**** Provided records ****

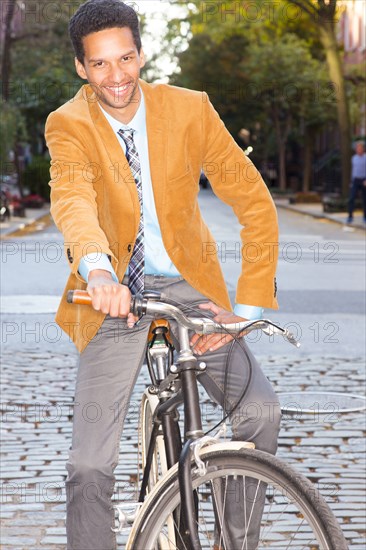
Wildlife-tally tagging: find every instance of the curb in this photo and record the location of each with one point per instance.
(28, 225)
(319, 216)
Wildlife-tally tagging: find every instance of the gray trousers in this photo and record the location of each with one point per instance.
(108, 369)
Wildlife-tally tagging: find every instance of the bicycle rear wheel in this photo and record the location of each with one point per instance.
(238, 485)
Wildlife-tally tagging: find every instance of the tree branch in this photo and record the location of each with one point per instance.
(305, 5)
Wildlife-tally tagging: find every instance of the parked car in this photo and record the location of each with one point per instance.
(33, 201)
(4, 207)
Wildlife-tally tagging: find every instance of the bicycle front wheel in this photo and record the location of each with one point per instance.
(247, 500)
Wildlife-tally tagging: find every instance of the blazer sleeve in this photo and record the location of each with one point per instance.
(73, 197)
(237, 182)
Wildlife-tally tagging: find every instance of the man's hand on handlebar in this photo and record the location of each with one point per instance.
(211, 342)
(110, 297)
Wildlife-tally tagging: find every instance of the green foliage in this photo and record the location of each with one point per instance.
(42, 60)
(36, 177)
(12, 130)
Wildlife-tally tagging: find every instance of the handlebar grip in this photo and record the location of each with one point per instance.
(79, 297)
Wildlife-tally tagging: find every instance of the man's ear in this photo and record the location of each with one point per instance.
(80, 69)
(142, 58)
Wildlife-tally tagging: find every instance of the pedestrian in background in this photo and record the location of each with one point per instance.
(358, 180)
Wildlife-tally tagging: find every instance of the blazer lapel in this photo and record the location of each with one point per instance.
(119, 163)
(157, 135)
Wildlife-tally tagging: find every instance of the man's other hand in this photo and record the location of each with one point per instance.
(211, 342)
(110, 297)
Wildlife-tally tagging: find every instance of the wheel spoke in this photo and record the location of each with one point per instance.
(295, 517)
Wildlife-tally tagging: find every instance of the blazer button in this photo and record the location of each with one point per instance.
(70, 258)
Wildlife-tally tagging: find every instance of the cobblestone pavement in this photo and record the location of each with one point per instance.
(37, 413)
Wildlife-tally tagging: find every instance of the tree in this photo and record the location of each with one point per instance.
(285, 91)
(323, 14)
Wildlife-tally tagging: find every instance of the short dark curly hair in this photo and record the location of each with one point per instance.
(97, 15)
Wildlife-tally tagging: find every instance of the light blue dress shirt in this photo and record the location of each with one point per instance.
(157, 261)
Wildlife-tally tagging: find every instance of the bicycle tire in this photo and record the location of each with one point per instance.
(304, 522)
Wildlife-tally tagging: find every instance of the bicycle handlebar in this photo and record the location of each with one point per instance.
(150, 303)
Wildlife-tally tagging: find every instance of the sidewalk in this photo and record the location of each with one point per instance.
(35, 219)
(316, 211)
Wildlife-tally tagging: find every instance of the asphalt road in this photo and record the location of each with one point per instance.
(321, 280)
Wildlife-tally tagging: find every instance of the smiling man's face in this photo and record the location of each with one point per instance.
(112, 66)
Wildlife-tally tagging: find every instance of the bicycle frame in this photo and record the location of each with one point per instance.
(166, 415)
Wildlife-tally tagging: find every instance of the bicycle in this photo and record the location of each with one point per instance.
(189, 489)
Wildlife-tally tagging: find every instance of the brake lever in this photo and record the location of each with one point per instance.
(271, 329)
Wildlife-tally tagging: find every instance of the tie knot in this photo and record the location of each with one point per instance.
(126, 134)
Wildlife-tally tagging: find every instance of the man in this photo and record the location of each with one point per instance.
(358, 180)
(126, 161)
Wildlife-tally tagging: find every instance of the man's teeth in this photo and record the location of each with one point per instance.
(118, 88)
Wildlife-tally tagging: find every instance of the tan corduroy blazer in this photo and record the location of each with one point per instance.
(95, 205)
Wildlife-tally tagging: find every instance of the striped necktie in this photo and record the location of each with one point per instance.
(136, 266)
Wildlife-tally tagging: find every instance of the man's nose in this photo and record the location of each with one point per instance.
(117, 74)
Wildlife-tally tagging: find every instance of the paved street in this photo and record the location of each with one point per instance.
(321, 280)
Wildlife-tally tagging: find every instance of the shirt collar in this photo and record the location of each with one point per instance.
(138, 123)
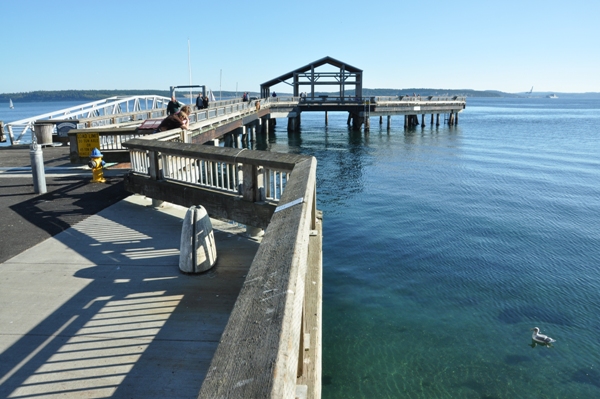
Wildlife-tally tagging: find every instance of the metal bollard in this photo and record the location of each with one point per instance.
(37, 169)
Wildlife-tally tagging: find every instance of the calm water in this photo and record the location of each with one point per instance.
(444, 246)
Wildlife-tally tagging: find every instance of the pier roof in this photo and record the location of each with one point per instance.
(308, 71)
(314, 64)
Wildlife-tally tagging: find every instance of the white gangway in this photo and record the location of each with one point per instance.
(115, 109)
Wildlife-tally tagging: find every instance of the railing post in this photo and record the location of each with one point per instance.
(251, 193)
(154, 169)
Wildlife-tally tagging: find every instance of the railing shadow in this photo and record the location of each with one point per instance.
(116, 318)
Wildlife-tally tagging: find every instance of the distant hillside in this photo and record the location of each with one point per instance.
(93, 95)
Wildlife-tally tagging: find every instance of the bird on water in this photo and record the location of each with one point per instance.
(541, 338)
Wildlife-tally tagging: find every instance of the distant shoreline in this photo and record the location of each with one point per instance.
(94, 95)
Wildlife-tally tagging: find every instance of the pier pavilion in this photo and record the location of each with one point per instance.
(271, 346)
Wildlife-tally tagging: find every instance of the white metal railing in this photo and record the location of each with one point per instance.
(208, 172)
(107, 110)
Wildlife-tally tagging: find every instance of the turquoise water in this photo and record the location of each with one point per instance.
(444, 246)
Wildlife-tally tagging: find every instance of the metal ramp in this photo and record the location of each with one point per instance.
(109, 111)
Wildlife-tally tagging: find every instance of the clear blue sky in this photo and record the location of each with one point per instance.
(462, 44)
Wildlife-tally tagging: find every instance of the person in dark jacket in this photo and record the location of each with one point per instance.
(178, 120)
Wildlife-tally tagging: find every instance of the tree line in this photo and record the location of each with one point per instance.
(93, 95)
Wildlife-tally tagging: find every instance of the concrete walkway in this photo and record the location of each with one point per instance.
(101, 310)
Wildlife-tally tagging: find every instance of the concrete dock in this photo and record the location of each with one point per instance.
(92, 303)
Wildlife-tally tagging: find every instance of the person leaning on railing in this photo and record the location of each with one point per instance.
(178, 120)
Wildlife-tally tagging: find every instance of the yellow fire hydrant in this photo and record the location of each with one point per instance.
(96, 163)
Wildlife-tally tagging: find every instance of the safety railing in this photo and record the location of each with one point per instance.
(209, 169)
(270, 358)
(109, 111)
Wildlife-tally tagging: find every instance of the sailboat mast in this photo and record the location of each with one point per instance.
(190, 70)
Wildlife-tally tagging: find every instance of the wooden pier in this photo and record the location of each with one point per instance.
(271, 347)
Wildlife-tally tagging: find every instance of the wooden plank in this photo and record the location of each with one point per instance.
(313, 304)
(258, 353)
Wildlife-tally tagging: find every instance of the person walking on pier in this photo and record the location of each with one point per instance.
(173, 106)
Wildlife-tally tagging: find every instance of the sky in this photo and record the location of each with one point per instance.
(237, 45)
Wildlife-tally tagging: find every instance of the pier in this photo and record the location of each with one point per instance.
(270, 345)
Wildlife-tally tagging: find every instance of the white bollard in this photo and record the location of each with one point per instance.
(37, 169)
(198, 251)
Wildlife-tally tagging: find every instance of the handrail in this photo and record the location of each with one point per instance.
(261, 352)
(106, 109)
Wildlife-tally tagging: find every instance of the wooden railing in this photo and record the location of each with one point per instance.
(271, 346)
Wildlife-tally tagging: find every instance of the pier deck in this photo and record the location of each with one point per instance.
(100, 308)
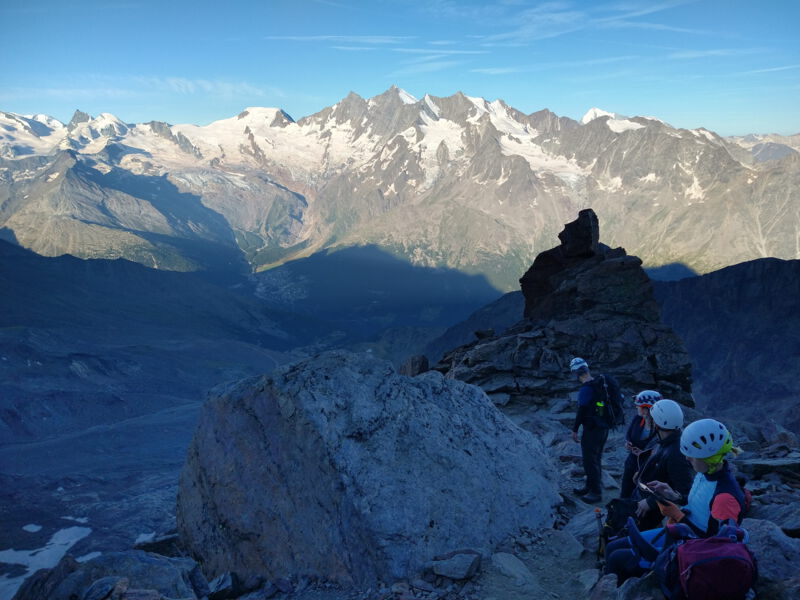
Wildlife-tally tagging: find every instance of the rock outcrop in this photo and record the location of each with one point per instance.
(121, 572)
(581, 299)
(337, 468)
(741, 326)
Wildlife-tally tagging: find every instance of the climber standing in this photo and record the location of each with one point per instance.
(590, 416)
(641, 432)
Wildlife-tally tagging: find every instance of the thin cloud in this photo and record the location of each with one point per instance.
(562, 64)
(354, 48)
(213, 87)
(344, 39)
(437, 51)
(72, 93)
(554, 19)
(426, 67)
(498, 70)
(622, 24)
(713, 53)
(770, 70)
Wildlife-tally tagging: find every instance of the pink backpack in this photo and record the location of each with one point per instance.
(715, 568)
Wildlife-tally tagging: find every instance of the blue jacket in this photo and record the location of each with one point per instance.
(705, 490)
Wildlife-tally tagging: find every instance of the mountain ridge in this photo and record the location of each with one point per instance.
(457, 182)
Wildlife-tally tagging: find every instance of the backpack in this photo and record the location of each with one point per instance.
(714, 568)
(615, 523)
(608, 401)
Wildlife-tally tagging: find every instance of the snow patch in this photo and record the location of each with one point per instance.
(88, 557)
(145, 537)
(695, 192)
(40, 558)
(595, 113)
(704, 133)
(620, 125)
(432, 106)
(82, 520)
(614, 184)
(406, 97)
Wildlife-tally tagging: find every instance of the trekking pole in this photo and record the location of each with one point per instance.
(601, 546)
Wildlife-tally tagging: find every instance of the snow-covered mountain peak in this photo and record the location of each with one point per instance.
(405, 96)
(596, 113)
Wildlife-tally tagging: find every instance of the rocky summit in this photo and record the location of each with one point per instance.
(585, 299)
(337, 468)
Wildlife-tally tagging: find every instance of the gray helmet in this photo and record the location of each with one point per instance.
(667, 414)
(577, 364)
(647, 398)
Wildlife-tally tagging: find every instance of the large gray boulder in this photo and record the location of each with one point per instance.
(339, 468)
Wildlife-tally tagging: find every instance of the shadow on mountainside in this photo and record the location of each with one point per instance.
(670, 272)
(198, 234)
(374, 298)
(8, 235)
(741, 327)
(105, 363)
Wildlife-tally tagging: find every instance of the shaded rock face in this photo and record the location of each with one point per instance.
(581, 299)
(340, 469)
(742, 327)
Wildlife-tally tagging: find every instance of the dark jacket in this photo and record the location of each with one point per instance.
(705, 491)
(586, 413)
(635, 434)
(667, 464)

****

Task description ->
Please copy the material word for word, from the line containing "Wildlife-tally tagging: find every instance of the gray helmet" through its final line.

Answer in full ->
Wildlife-tally tagging: find every instance of the gray helmet in this photo and record the location of each with one point per instance.
(667, 414)
(577, 364)
(647, 398)
Wildlife-tally tagging: find every instance of the large gray boulder in this photo and record the location of each with one point per instance.
(339, 468)
Wildlife-tally tagging: find every instance of the shadow on mountainside in this photo and record the location of each with one point per instance.
(670, 272)
(198, 234)
(374, 298)
(8, 235)
(741, 327)
(105, 363)
Wildlife-tally tagging: find every instance of the shaded rock face in this photo and record the location of each with one point per instance.
(581, 299)
(340, 469)
(742, 327)
Wildlife-tally tagging: find every instance of the dark jacket in this photo and record the location of each with one point per instance.
(705, 491)
(586, 413)
(635, 434)
(667, 464)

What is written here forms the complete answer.